> [SCHRIFTLICHE AUFGABEN]:
**1.** Beantworte anhand des Urteils des OLG Naumburg:
(a) Welche Kammer des Landgerichts Halle hatte das abgeänderte Urteil verkündet?
(b) Wer trägt die Kosten des Rechtsstreits?
(c) Aus welchem Vertrag leitet die Klägerin ihren Anspruch auf Freistellung her?
**2.** Gib einen Abschnitt aus dem Urteil des OLG Naumburg wieder und ersetze darin "Revision" durch "Rechtsbeschwerde". Beginne bei den Worten "Auf die Berufung" und höre nach "wird nicht zugelassen." auf.
**3.** Führe das Urteil des OLG Naumburg im Anschluss an seinen letzten Satz fort.

> [AUSGANGSTEXT]:
OLG Naumburg, Urteil vom 12.01.2010 - 9 U 50/09
Fundstelle
openJur 2020, 25591
  • Rkr:
Tenor

Auf die Berufung der Klägerin wird das am 26. Februar 2009 verkündete Urteil der 6. Zivilkammer des Landgerichts Halle - Einzelrichterin - abgeändert und der Beklagte verurteilt, an die Klägerin 7.998,48 EUR nebst Zinsen in Höhe von 5 Prozentpunkten über dem jeweiligen Basiszinssatz seit dem 01. Mai 2008 zu zahlen.

Der Beklagte trägt die Kosten des Rechtsstreits.

Das Urteil ist vorläufig vollstreckbar.

Die Revision wird nicht zugelassen.

Streitwert: 7.998,48 EUR

Gründe

A.

Von der Darstellung des Tatbestandes wird gemäß §§ 540 Abs. 3, 313 a Abs. 1 ZPO abgesehen.

B.

Die Berufung ist zulässig und hat in der Sache Erfolg.

Die Klägerin hat aus dem Vertrag vom 18. Dezember 1989 einen Anspruch auf Freistellung auch im Hinblick auf die Niederschlagswassergebühren für das Jahr 2006. Niederschlagswasser fällt unter den Begriff des Abwassers im Sinne der genannten vertraglichen Regelung.

1. Zwischen den Parteien ist unstreitig, dass der am 18. Dezember 1989 zwischen dem Rat der Stadt H. - N. der G. Chemie II. WK geschlossene Vertrag im Wege der Rechtsnachfolge jetzt zwischen den Parteien gilt.

2. Nach § 535 Abs. 1 Satz 3 BGB hat der Vermieter die auf der Mietsache ruhenden Lasten zu tragen. Zu diesen Lasten zählen auch die Betriebs- oder Nebenkosten. Der Vermieter kann diese Kosten im Mietvertrag auf den Mieter abwälzen. Mit Rücksicht auf die gesetzliche Regel des § 535 Abs. 1 Satz 3 BGB müssen Klauseln, durch die bestimmte Lasten auf den Mieter abgewälzt werden, grundsätzlich eng ausgelegt werden. Außerdem müssten die abgewälzten Lasten im Vertrag möglichst eindeutig bezeichnet werden, so dass in Zweifelsfällen wieder von der Regel des § 535 Abs. 1 Satz 3 BGB auszugehen ist (Senatsurteil vom 18. Oktober 2005, Az.: 9 U 8/05, zitiert nach JURIS Rn. 3).

> [VORLIEGENDE EINTRÄGE]:
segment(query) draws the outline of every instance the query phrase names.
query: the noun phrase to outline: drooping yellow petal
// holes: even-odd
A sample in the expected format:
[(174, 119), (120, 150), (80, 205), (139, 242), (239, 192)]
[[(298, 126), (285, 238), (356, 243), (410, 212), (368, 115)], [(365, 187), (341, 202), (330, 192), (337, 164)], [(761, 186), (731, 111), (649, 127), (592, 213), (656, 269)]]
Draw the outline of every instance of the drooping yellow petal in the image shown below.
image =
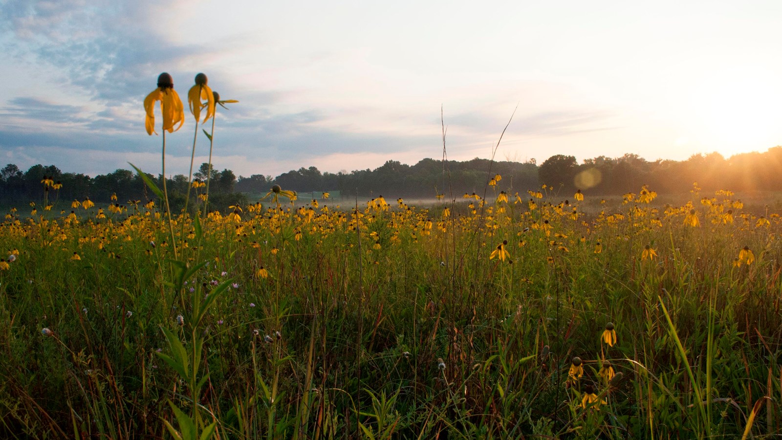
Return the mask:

> [ANTWORTEN DER REIHENFOLGE]:
**1.**
(a) Die 6. Zivilkammer
(b) Der Beklagte
(c) Aus dem Vertrag vom 18. Dezember 1989

**2.**
Auf die Berufung der Klägerin wird das am 26. Februar 2009 verkündete Urteil der 6. Zivilkammer des Landgerichts Halle - Einzelrichterin - abgeändert und der Beklagte verurteilt, an die Klägerin 7.998,48 EUR nebst Zinsen in Höhe von 5 Prozentpunkten über dem jeweiligen Basiszinssatz seit dem 01. Mai 2008 zu zahlen.

Der Beklagte trägt die Kosten des Rechtsstreits.

Das Urteil ist vorläufig vollstreckbar.

Die Rechtsbeschwerde wird nicht zugelassen.

**3.**
3. Auch unter Berücksichtigung dieses strengen Maßstabes haben die Parteien hier eine solche Vereinbarung getroffen.

Die Auslegung des Vertrages ergibt, dass der Beklagte verpflichtet ist, auch festgesetzte Niederschlagswassergebühren zu tragen. Er hat insofern die Beklagte von Ansprüchen frei zu stellen.

a) In § 3 des genannten Vertrages heißt es wörtlich:

"Er verpflichtet sich, die hierfür erforderlichen Baumaßnahmen, Instandhaltung, Instandsetzung, Müllabfuhr, Energie, Wasser- und Abwasserkosten sowie den Versicherungsschutz mit eigenen Mitteln zu finanzieren." (vgl. Bd. I, Bl. 4 d. A.)

b) Die Vertragsauslegung hat in erster Linie den von den Parteien gewählten Wortlaut der Vereinbarung und den diesem zu entnehmenden objektiven Parteiwillen zu berücksichtigen (BGH NJW-RR 2007, 976).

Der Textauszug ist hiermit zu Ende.